▸ **WHAT THIS TASK INVOLVES**: What follows is a listing. Return every line of it exactly.

────────────────────────────────────────

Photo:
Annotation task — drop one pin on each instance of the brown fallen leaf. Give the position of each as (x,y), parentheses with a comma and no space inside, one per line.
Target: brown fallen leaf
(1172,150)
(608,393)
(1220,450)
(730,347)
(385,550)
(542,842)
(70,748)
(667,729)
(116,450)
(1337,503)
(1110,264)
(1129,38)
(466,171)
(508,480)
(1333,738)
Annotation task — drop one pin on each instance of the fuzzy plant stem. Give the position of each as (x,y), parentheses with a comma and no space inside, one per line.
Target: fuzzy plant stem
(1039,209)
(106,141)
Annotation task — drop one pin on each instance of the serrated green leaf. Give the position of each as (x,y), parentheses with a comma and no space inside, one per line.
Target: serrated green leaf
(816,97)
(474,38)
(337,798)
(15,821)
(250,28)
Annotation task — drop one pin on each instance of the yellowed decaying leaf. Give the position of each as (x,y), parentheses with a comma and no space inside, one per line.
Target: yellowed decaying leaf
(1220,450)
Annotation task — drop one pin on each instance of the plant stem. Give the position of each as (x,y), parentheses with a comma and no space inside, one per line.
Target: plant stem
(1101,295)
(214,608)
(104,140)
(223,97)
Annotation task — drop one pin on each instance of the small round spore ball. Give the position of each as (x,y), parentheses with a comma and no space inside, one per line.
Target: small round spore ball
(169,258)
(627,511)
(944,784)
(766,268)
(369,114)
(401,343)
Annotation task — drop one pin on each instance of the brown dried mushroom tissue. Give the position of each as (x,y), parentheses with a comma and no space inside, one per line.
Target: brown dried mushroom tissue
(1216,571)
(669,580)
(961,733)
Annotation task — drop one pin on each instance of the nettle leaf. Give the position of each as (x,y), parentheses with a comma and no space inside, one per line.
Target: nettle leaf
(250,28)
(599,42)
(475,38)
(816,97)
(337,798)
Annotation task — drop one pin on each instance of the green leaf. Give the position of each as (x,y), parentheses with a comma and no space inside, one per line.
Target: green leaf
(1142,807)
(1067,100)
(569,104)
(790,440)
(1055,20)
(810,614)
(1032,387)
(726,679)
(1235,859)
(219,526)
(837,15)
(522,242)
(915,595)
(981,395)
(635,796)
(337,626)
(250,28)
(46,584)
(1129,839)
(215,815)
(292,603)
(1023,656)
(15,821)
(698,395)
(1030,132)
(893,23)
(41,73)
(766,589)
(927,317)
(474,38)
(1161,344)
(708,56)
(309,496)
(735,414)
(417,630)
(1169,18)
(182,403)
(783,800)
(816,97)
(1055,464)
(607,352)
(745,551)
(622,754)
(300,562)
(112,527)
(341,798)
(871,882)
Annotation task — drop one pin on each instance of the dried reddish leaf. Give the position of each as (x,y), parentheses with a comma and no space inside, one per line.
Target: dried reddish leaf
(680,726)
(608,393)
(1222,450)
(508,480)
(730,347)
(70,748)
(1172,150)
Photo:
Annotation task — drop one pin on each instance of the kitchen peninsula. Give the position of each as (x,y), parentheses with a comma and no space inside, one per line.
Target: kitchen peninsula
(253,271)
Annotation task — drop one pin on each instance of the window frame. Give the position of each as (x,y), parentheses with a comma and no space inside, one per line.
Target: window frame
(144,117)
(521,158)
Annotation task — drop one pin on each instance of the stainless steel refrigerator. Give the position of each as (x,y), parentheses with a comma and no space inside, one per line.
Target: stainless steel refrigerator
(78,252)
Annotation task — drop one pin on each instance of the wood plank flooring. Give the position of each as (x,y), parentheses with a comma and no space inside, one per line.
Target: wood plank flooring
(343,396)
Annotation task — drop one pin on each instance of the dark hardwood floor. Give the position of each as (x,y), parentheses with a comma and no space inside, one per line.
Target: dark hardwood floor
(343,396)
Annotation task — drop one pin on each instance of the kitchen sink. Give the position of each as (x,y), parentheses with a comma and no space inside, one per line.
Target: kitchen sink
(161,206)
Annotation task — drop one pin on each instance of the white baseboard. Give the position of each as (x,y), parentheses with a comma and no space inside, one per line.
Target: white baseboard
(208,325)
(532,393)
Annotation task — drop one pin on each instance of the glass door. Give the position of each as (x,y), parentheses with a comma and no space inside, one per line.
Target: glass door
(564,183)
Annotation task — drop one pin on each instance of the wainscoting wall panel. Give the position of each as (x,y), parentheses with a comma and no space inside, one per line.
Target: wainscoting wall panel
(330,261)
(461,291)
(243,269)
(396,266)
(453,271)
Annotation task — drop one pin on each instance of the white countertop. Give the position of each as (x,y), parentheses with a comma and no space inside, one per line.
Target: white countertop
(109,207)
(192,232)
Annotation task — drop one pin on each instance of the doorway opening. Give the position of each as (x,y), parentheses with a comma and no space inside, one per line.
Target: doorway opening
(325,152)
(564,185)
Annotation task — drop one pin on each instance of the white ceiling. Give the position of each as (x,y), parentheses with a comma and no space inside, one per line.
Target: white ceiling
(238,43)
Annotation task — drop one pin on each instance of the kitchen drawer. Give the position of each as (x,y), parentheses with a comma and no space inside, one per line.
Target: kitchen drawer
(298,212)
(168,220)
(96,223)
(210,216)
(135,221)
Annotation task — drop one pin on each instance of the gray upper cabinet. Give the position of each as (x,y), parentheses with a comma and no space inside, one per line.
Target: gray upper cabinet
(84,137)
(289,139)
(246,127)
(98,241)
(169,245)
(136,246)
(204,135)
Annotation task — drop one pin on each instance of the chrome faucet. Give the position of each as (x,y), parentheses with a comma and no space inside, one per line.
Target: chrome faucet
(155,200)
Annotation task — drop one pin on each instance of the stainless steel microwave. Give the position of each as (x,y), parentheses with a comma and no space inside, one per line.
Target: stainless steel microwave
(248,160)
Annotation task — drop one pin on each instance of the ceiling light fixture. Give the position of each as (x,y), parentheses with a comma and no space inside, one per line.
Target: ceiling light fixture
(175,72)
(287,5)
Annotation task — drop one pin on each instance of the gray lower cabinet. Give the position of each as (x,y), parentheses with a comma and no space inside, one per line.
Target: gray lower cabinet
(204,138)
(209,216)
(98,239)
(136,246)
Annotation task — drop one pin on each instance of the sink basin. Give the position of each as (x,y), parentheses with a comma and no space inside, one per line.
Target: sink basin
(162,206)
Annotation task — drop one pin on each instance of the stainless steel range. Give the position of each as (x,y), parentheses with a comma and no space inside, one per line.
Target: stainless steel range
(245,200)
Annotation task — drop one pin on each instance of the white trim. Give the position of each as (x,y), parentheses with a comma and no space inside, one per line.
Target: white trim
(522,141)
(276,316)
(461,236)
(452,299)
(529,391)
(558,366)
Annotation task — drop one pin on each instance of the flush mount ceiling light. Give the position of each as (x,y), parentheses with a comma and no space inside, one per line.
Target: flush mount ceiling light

────────────────────────────────────────

▸ **COMPLETE OUTPUT**:
Photo:
Annotation task — drop one pin on each instance of the brown fallen leaf. Give the position of each as (x,y), parentheses with a comma and no space inside, one per line.
Target: brown fallen leaf
(1172,150)
(608,393)
(1220,450)
(730,347)
(385,550)
(542,842)
(70,748)
(667,729)
(116,450)
(1337,503)
(1110,264)
(1129,38)
(466,171)
(508,480)
(1333,738)
Annotation task — drop one pin on each instance of the fuzzy plant stem. Give the position of each as (x,y), parentheses with a comma and no space inside, one per line.
Target: fuzzy plant stem
(1039,209)
(106,141)
Annotation task — drop one pin on each instance of the serrated green leaf. Give the position of each as (x,y), parentheses with a comma and no space inside, one per line.
Target: serrated green leaf
(816,97)
(474,38)
(337,798)
(15,821)
(250,28)
Annotation task — drop one pin on each instance of the yellowed decaying leaf. Give the position of each as (x,y), parentheses with a comma and no space inside, one per line.
Target: yellowed decaying leaf
(1220,450)
Annotation task — drop one pin on each instance of the plant stem. Give the position of each as (x,y), parentheses with a comma and no space inside, one per line.
Target: plant stem
(1101,295)
(214,608)
(104,140)
(223,97)
Annotation task — drop one pin on each instance of the small round spore ball. Give the position of each as (x,y), parentheses with a comma and no space inside, one per line.
Target: small round spore ball
(169,258)
(627,511)
(944,784)
(766,268)
(369,114)
(401,343)
Annotation task — drop one pin on each instance of the brown dried mushroom tissue. Give the position of each as (x,y), parentheses with a comma and no space inside, one per line.
Target: brown dried mushroom tissue
(1216,571)
(669,580)
(961,733)
Annotation task — drop one pin on each instance of the nettle leaf. Give the position of each as (x,y), parentheses with a comma and no space inside, one per line.
Target: nettle leaf
(250,28)
(599,42)
(475,38)
(816,97)
(337,798)
Annotation task — drop one pin on each instance of the green leaf. Give the position of each as (x,y), parentheses with a comma and no space inside, one per line.
Target: green leaf
(1142,807)
(1067,100)
(569,104)
(790,440)
(1055,20)
(810,614)
(1032,387)
(726,679)
(1235,859)
(219,526)
(837,15)
(522,242)
(915,595)
(981,395)
(635,796)
(337,626)
(250,28)
(46,584)
(1129,839)
(215,815)
(292,603)
(1023,656)
(15,821)
(698,395)
(1030,132)
(893,23)
(41,73)
(766,589)
(927,317)
(474,38)
(1161,344)
(708,56)
(309,496)
(735,414)
(417,630)
(1169,18)
(182,403)
(783,800)
(816,97)
(1055,464)
(607,352)
(745,551)
(622,754)
(300,562)
(112,527)
(341,798)
(871,882)
Annotation task — drop one pin on each instance of the dried reddish leaf. Give the position of each as (x,y), parentheses with a comma and no space inside, one per line.
Target: dried reddish leaf
(680,726)
(608,393)
(1222,450)
(508,480)
(730,347)
(70,748)
(1172,150)
Photo:
Annotation task — drop one pin on each instance of the kitchen peninsula. Give the position of each as (x,y), parentheses with a comma and no space inside, one per line.
Target: kitchen peninsula
(253,271)
Annotation task — drop one pin on each instance of the window frame. Give the position of each as (x,y), parentheses with a comma and no space inside, one per line.
Target: window frame
(144,117)
(521,158)
Annotation task — drop one pin on each instance of the stainless steel refrigerator. Give the position of each as (x,y), parentheses with a comma and no space inside, one per line.
Target: stainless steel refrigerator
(78,252)
Annotation task — drop one pin on each instance of the wood plank flooring. Give the position of each as (x,y), parentheses with a comma and no space inside, one per line.
Target: wood plank flooring
(343,396)
Annotation task — drop one pin on each instance of the dark hardwood floor. Give the position of each as (x,y), parentheses with a comma and no space inside, one per line.
Target: dark hardwood floor
(343,396)
Annotation task — drop one pin on each instance of the kitchen sink. Give the position of each as (x,y), parentheses with a comma and no space inside, one per line.
Target: kitchen sink
(161,206)
Annotation task — drop one pin on each instance of the white baseboard. Give the position of each as (x,y), parentheses with a comma and no space inside, one per line.
Target: white baseboard
(208,325)
(532,393)
Annotation task — drop one pin on each instance of the glass door. Give the position of each as (x,y), parentheses with a comma and no space inside, one per line.
Target: glass door
(564,183)
Annotation task — drop one pin on each instance of the wainscoting wall panel. Give the position of each as (x,y), parentheses with a comma and no space inside, one per line.
Target: wainscoting wall panel
(330,261)
(461,291)
(243,269)
(396,266)
(453,271)
Annotation task — drop one pin on each instance of the white countertop. Give the position of each as (x,y), parentheses with a comma and no space inside, one per line.
Target: white countertop
(109,207)
(192,232)
Annotation task — drop one pin on each instance of the doorway opening. Give the position of each as (x,y), parentheses with a comma and no space inside, one per line.
Target: doorway opening
(325,152)
(564,185)
Annotation task — drop one pin on each instance of the white ceiling. Give the position of each as (x,y), parentheses with a comma and no space inside, one per line.
Target: white ceiling
(238,43)
Annotation task — drop one pin on each instance of the kitchen drawer. Give the position of each as (x,y), parentheses with a comma and no space inside, one per line.
Target: kitchen drawer
(298,212)
(168,220)
(96,223)
(210,216)
(135,221)
Annotation task — drop one pin on each instance of the gray upper cabinet. Give the position of each as (x,y), parentheses with a comma and no space inside, one per line.
Target: gray upper cabinet
(84,137)
(289,139)
(246,127)
(98,241)
(169,245)
(136,246)
(204,135)
Annotation task — drop one pin on each instance of the chrome faucet. Give the position of each as (x,y), parentheses with a comma and no space inside, one per line.
Target: chrome faucet
(155,200)
Annotation task — drop one pin on each instance of the stainless steel microwave. Give the position of each as (x,y), parentheses with a comma and no space inside, one per line.
Target: stainless steel microwave
(248,160)
Annotation task — drop one pin on each instance of the ceiling light fixture. Give the position of each as (x,y), parentheses with a comma and no space inside, one per line.
Target: ceiling light fixture
(175,72)
(287,5)
Annotation task — drop one pin on each instance of the gray lower cabinet. Give the position of each as (x,y), parentheses with a comma and no space inside, one per line.
Target: gray lower cabinet
(204,138)
(209,216)
(98,239)
(136,246)
Annotation task — drop one pin on each instance of the sink basin. Give the position of each as (x,y), parentheses with a comma and no space inside, one per line.
Target: sink basin
(162,206)
Annotation task — drop one pin on each instance of the stainless steel range. Give the position of each as (x,y), parentheses with a comma and no space inside, one per line.
Target: stainless steel range
(245,200)
Annotation task — drop one pin on each instance of the white trim. Give the position of each as (x,y), parentheses with a comma and no space inside, one per line.
Target: white trim
(522,141)
(276,316)
(461,236)
(452,299)
(529,391)
(558,366)
Annotation task — drop one pin on each instance of the flush mount ceiling light. Give the position of each as (x,y), parentheses with a comma and no space inside, one per line.
Target: flush mount ceiling light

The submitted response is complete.